[Stated exercise A]: Convert every line of the listing that comes after the Akka code into a JSON list of strings, with one string per line and blank lines omitted. Leave the pictures out of the result.
start Quoted text
I use Source.queue to queue up HttpRequests and throttle it on the client side to download files from a remote server. I understand that Source.queue is not threadsafe and we need to use MergeHub to make it threadsafe. Following is the piece of code that uses Source.queue and uses cachedHostConnectionPool.
import java.io.File
import akka.actor.Actor
import akka.event.Logging
import akka.http.scaladsl.Http
import akka.http.scaladsl.client.RequestBuilding
import akka.http.scaladsl.model.{HttpResponse, HttpRequest, Uri}
import akka.stream._
import akka.stream.scaladsl._
import akka.util.ByteString
import com.typesafe.config.ConfigFactory
import scala.concurrent.{Promise, Future}
import scala.concurrent.duration._
import scala.util.{Failure, Success}
class HttpClient extends Actor with RequestBuilding {
implicit val system = context.system
val logger = Logging(system, this)
end Quoted text
start Data section
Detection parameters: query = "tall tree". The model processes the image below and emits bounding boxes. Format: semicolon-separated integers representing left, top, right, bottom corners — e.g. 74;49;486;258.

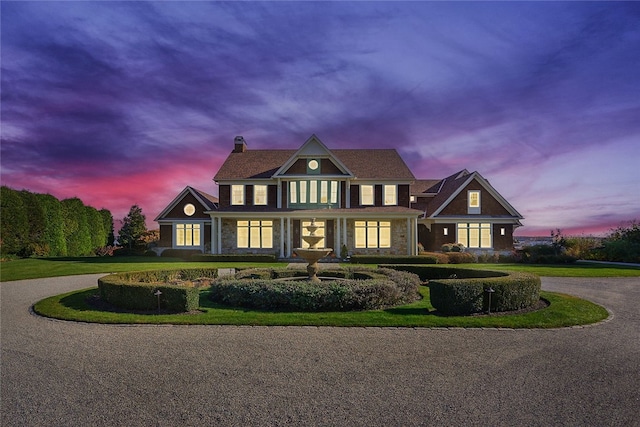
118;205;147;249
61;197;93;256
98;209;116;246
37;194;67;256
0;185;29;255
19;190;49;256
end Data section
[Stated exercise B]: In the Akka post, what does the writer say is needed to make Source.queue threadsafe?

[Complete response A]:
[
  "Detection parameters: query = \"tall tree\". The model processes the image below and emits bounding boxes. Format: semicolon-separated integers representing left, top, right, bottom corners — e.g. 74;49;486;258.",
  "118;205;147;249",
  "61;197;93;256",
  "98;209;116;246",
  "37;194;67;256",
  "0;185;29;255",
  "19;190;49;256"
]

[Complete response B]: MergeHub.